Document section
First feature patch for plperl - draft [PATCH]

Started by Tim Bunceover 16 years ago29 messageshackers
Jump to latest
#1Tim Bunce
Tim.Bunce@pobox.com

Building on my earlier plperl refactoring patch, here's a draft of my
first plperl feature patch.

Significant changes in this patch:

- New GUC plperl.on_perl_init='...perl...' for admin use.
- New GUC plperl.on_trusted_init='...perl...' for plperl user use.
- New GUC plperl.on_untrusted_init='...perl...' for plperlu user use.
- END blocks now run at backend exit (fixes bug #5066).
- Stored procedure subs are now given names ($name__$oid).
- More error checking and reporting.
- Warnings no longer have an extra newline in the NOTICE text.
- Various minor optimizations like pre-growing data structures.

I'm working on adding tests and documentation now, meanwhile I'd very
much appreciate any feedback on the patch.

Tim.

p.s. Once this patch is complete I plan to work on patches that:
- add quote_literal and quote_identifier functions in C.
- generalize the Safe setup code to enable more control.
- formalize namespace usage, moving things out of main::
- add a way to perform inter-sub calling (at least for simple cases).
- possibly rewrite _plperl_to_pg_array in C.

Attachments:

master-plperl-feature1.patchtext/x-patch; charset=us-asciiDownload+309-202
#2David E. Wheeler
david@kineticode.com
In reply to: Tim Bunce (#1)
Re: First feature patch for plperl - draft [PATCH]

On Dec 3, 2009, at 3:30 PM, Tim Bunce wrote:

- New GUC plperl.on_perl_init='...perl...' for admin use.
- New GUC plperl.on_trusted_init='...perl...' for plperl user use.

Excerpts from point annotation data:
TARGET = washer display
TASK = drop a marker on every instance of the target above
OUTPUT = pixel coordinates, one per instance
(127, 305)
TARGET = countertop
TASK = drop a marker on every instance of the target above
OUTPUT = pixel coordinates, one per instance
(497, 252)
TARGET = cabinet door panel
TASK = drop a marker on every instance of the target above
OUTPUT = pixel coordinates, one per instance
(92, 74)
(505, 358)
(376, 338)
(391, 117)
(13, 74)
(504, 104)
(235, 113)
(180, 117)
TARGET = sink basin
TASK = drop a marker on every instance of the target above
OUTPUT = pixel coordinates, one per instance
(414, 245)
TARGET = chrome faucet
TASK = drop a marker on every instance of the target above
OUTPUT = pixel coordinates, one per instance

Brief A
In the plperl patch thread, which bug do END blocks running at backend exit fix?
Brief B
Rewrite the plperl patch thread starting with "I'm working on" and going on through "for simple cases).", with "package naming" in place of "namespace usage".
Brief C
Pick up the plperl patch thread where it ends and keep it going.

Expected answer A
Bug #5066.

Expected answer B
I'm working on adding tests and documentation now, meanwhile I'd very
much appreciate any feedback on the patch.

Tim.

p.s. Once this patch is complete I plan to work on patches that:
- add quote_literal and quote_identifier functions in C.
- generalize the Safe setup code to enable more control.
- formalize package naming, moving things out of main::
- add a way to perform inter-sub calling (at least for simple cases).

Expected answer C
- New GUC plperl.on_untrusted_init='...perl...' for plperlu user use.

Since there is no documentation yet, how do these work, exactly? Or should I just wait for the docs?

- END blocks now run at backend exit (fixes bug #5066).
- Stored procedure subs are now given names ($name__$oid).
- More error checking and reporting.
- Warnings no longer have an extra newline in the NOTICE text.
- Various minor optimizations like pre-growing data structures.

Nice.

I'm working on adding tests and documentation now, meanwhile I'd very
much appreciate any feedback on the patch.

Tim.

p.s. Once this patch is complete I plan to work on patches that:
- add quote_literal and quote_identifier functions in C.

I expect you can just use the C versions in PostgreSQL. They're in utils/builtins.h, along with quote_nullable(), which might also be useful to add.

- generalize the Safe setup code to enable more control.
- formalize namespace usage, moving things out of main::

Nice.

- add a way to perform inter-sub calling (at least for simple cases).
- possibly rewrite _plperl_to_pg_array in C.

Sounds great, Tim. I'm not really qualified to say anything about the C code, but I'd be happy to try it out once there are docs.

Best,

David

#3Tim Bunce
Tim.Bunce@pobox.com
In reply to: David E. Wheeler (#2)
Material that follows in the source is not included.